The records below hold a stretch from the line with "Point out lioness's front" through the line with "Point out lioness's tail"; return exactly those lines, ends included, and nothing more.

------ INFORMATION GIVEN

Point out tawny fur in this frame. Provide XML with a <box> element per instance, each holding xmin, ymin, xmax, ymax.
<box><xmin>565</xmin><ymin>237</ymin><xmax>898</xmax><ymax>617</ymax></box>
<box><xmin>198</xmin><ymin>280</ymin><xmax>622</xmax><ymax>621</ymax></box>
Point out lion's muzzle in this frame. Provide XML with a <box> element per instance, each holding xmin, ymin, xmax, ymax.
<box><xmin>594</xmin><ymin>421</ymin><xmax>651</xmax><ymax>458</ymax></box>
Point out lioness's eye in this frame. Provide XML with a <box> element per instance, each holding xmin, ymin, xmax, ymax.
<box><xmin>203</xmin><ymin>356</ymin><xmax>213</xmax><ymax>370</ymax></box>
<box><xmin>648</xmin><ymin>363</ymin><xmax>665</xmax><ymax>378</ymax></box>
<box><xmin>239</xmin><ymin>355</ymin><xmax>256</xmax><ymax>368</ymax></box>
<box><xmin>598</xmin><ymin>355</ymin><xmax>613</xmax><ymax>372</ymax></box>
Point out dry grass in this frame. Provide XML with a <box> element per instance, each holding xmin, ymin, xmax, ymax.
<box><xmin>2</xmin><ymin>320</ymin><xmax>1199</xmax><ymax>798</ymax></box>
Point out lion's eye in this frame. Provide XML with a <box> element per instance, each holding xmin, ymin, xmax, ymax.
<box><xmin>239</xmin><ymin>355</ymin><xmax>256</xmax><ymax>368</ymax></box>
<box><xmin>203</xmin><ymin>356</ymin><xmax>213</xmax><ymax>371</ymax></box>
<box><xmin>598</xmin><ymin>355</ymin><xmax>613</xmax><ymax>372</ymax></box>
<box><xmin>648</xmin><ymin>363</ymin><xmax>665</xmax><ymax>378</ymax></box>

------------
------ INFORMATION GIVEN

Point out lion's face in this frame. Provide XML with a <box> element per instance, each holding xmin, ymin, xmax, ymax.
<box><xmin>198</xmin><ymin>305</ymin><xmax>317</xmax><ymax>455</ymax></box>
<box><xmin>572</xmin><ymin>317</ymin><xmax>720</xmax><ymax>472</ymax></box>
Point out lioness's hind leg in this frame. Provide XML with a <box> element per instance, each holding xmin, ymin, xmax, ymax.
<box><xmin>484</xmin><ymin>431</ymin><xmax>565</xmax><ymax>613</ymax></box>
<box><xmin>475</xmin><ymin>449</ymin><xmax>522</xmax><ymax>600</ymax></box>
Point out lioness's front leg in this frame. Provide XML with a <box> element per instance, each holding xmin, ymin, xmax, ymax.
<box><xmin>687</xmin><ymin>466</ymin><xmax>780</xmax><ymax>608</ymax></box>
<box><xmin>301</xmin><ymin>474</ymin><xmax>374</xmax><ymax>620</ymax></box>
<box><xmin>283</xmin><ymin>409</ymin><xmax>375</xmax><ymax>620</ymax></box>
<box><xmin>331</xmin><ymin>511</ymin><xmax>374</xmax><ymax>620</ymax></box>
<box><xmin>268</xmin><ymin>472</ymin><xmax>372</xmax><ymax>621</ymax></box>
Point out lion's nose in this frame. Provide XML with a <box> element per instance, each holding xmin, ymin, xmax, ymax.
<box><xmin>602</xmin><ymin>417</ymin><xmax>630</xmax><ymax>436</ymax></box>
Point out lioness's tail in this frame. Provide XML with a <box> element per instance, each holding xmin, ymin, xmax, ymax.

------------
------ INFORMATION GIVEN

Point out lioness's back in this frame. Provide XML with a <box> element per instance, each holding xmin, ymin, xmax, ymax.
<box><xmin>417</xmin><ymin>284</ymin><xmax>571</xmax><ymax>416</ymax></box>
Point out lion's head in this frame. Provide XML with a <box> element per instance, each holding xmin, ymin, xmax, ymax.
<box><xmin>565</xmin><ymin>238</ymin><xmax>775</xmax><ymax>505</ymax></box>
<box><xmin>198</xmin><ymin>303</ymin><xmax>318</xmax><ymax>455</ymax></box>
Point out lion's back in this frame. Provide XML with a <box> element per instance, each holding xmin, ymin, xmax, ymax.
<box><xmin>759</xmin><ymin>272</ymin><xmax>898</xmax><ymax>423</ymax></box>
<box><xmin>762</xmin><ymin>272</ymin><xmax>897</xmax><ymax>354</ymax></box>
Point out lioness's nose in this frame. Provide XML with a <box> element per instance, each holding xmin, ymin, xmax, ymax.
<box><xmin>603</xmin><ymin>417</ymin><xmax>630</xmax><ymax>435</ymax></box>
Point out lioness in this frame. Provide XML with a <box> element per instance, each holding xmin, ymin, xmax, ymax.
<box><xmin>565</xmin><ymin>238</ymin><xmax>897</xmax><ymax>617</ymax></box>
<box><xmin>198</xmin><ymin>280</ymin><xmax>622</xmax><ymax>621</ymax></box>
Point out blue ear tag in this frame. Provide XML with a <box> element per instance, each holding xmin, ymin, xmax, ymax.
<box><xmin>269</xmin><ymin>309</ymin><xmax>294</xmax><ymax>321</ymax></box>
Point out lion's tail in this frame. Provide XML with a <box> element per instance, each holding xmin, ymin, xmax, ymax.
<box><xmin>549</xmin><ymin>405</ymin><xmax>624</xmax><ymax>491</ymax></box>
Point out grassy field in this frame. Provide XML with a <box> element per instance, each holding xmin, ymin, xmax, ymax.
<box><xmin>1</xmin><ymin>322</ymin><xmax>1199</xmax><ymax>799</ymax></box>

------------

→ **ANSWER**:
Point out lioness's front leg in this frame. Provide XML with a <box> element per instance, each holding xmin, ymin, xmax, ymax.
<box><xmin>687</xmin><ymin>466</ymin><xmax>780</xmax><ymax>608</ymax></box>
<box><xmin>301</xmin><ymin>474</ymin><xmax>374</xmax><ymax>620</ymax></box>
<box><xmin>283</xmin><ymin>409</ymin><xmax>375</xmax><ymax>620</ymax></box>
<box><xmin>331</xmin><ymin>511</ymin><xmax>374</xmax><ymax>620</ymax></box>
<box><xmin>268</xmin><ymin>472</ymin><xmax>372</xmax><ymax>621</ymax></box>
Point out lion's nose in this frame. Provide XML with a <box> element per instance, each holding xmin, ymin, xmax, ymax.
<box><xmin>602</xmin><ymin>417</ymin><xmax>630</xmax><ymax>436</ymax></box>
Point out lioness's tail in this frame. Provide XML with a <box> element per instance, each holding xmin, ymin, xmax, ymax.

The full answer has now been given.